*CONSIGNE ÉCRITE A*.
Convertis en tableau Markdown les lignes des données situées entre celle qui contient « For every instance of the purple » et la fin des données, bornes incluses, sans les lignes vides. Utilise deux colonnes intitulées « Numéro » et « Ligne de données ».

*EXTRAIT CHOISI*.
%%

Impact de la LME sur l’évolution des commerces en ville. Pour l’adjointe au maire de Paris le pouvoir des maires en matière de régulation a également tendance à s’amoindrir avec la Loi de modernisation économique (la LME adoptée au printemps 2008) puisqu’elle supprime la demande d’autorisation, en commissions départementales d’équipement commercial (CDEC), pour l’implantation d’un commerce de moins de 1000m2. La conséquence immédiate est l’implantation de plus en plus importante des hard discounters à Paris sans que la mairie connaisse leurs projets de développement. Ces nouveaux commerces souvent liés aux grandes surfaces Casino et Carrefour sont une menace directe pour les petits commerces qui ne pourront pas s’aligner sur les mêmes prix. L’autre objet d’inquiétude de Lyne Cohen Solal est l’ouverture prochaine des magasins le dimanche. Mais pour Alain Taravella un commerce, quel qu’il soit, ne peut s’installer si la mairie si oppose. Le commerce nécessitant avant tout un consensus. Pour répliquer à l’offensive du hard discount Lyne Cohen Solal aimerait que les commerçants adhèrent obligatoirement aux associations de commerçants, permettant ainsi à la mairie de connaître leurs activités. De ce point de vue les Champs Elysées sont un exemple en matière de solidarité, d’animation et d’attractivité entre commerçants même si toutes les enseignes ne jouent pas le jeu et que les cinémas, concurrencés par les enseignes vestimentaires comme Zara ou H&M, sont actuellement en grand danger.

 

Comment maintenir la diversité ?

La question de la diversité est essentiellement liée aux loyers élevés des centres villes et c’est finalement cette donnée qui est bien plus handicapante que la concurrence de la périphérie. D’autre part la solution de la préemption de baux commerciaux par la mairie s’avère inadaptée aux réalités de la culture du commerce. Alain Taravella déplore qu’actuellement en France les commerces de culture (cinéma et librairie) disparaissent alors qu’un centre commercial a aussi besoin de vendre de la culture pour maintenir une attractivité. L’adaptation des commerces à l’évolution du mode de vie est aussi la clé pour maintenir la diversité, l’ouverture des magasins le midi est à présent une donnée incontournable pour les centres commerciaux. André Santini soulignant qu’il faut savoir « prendre l’air du temps », faire évoluer son activité aux nouvelles habitudes.

%%

*EXTRAITS DE DONNÉES*.
%%

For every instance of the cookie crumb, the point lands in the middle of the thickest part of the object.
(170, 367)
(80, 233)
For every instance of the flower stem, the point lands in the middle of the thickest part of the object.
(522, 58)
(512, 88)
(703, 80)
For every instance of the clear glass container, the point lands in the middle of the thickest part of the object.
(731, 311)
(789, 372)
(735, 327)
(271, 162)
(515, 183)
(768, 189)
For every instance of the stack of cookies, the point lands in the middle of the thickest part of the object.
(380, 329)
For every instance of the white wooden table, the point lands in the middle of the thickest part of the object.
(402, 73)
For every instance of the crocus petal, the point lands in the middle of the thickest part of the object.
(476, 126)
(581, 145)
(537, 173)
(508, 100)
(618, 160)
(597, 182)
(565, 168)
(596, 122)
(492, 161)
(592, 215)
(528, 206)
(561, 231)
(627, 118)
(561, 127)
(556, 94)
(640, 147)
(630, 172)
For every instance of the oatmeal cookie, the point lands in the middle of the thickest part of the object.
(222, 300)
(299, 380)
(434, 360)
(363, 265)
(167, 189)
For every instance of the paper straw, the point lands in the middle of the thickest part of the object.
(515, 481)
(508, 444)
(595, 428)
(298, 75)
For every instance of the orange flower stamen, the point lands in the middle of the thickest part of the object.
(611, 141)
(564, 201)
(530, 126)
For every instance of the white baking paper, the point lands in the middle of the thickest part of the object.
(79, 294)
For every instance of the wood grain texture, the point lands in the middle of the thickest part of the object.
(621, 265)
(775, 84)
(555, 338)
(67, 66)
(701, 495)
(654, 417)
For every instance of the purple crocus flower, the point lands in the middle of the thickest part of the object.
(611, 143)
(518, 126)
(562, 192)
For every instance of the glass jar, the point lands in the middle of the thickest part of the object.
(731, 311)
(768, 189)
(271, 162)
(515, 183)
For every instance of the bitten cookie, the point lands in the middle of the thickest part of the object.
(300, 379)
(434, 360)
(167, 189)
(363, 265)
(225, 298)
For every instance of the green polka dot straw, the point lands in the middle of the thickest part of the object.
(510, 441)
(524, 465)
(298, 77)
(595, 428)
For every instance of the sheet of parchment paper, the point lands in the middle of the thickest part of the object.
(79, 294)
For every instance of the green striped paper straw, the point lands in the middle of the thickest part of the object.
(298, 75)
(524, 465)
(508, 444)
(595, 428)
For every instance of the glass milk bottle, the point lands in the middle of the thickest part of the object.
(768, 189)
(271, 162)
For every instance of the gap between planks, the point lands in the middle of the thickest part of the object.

%%

*CONSIGNE ÉCRITE B*.
Réponds à ces questions sur l'extrait consacré à la LME et aux commerces en ville :
(i) Pour quelle surface de commerce la LME supprime-t-elle la demande d'autorisation en CDEC ?
(ii) Quelle donnée est jugée bien plus handicapante que la concurrence de la périphérie ?
(iii) Quelles enseignes vestimentaires concurrencent les cinémas des Champs Élysées ?

*RÉPONSE ÉCRITE A*.
| Numéro | Ligne de données |
|---|---|
| 1 | For every instance of the purple crocus flower, the point lands in the middle of the thickest part of the object. |
| 2 | (611, 143) |
| 3 | (518, 126) |
| 4 | (562, 192) |
| 5 | For every instance of the glass jar, the point lands in the middle of the thickest part of the object. |
| 6 | (731, 311) |
| 7 | (768, 189) |
| 8 | (271, 162) |
| 9 | (515, 183) |
| 10 | For every instance of the bitten cookie, the point lands in the middle of the thickest part of the object. |
| 11 | (300, 379) |
| 12 | (434, 360) |
| 13 | (167, 189) |
| 14 | (363, 265) |
| 15 | (225, 298) |
| 16 | For every instance of the green polka dot straw, the point lands in the middle of the thickest part of the object. |
| 17 | (510, 441) |
| 18 | (524, 465) |
| 19 | (298, 77) |
| 20 | (595, 428) |
| 21 | For every instance of the sheet of parchment paper, the point lands in the middle of the thickest part of the object. |
| 22 | (79, 294) |
| 23 | For every instance of the green striped paper straw, the point lands in the middle of the thickest part of the object. |
| 24 | (298, 75) |
| 25 | (524, 465) |
| 26 | (508, 444) |
| 27 | (595, 428) |
| 28 | For every instance of the glass milk bottle, the point lands in the middle of the thickest part of the object. |
| 29 | (768, 189) |
| 30 | (271, 162) |
| 31 | For every instance of the gap between planks, the point lands in the middle of the thickest part of the object. |

*RÉPONSE ÉCRITE B*.
(i) Pour l'implantation d'un commerce de moins de 1000 m2.
(ii) Les loyers élevés des centres-villes.
(iii) Zara et H&M.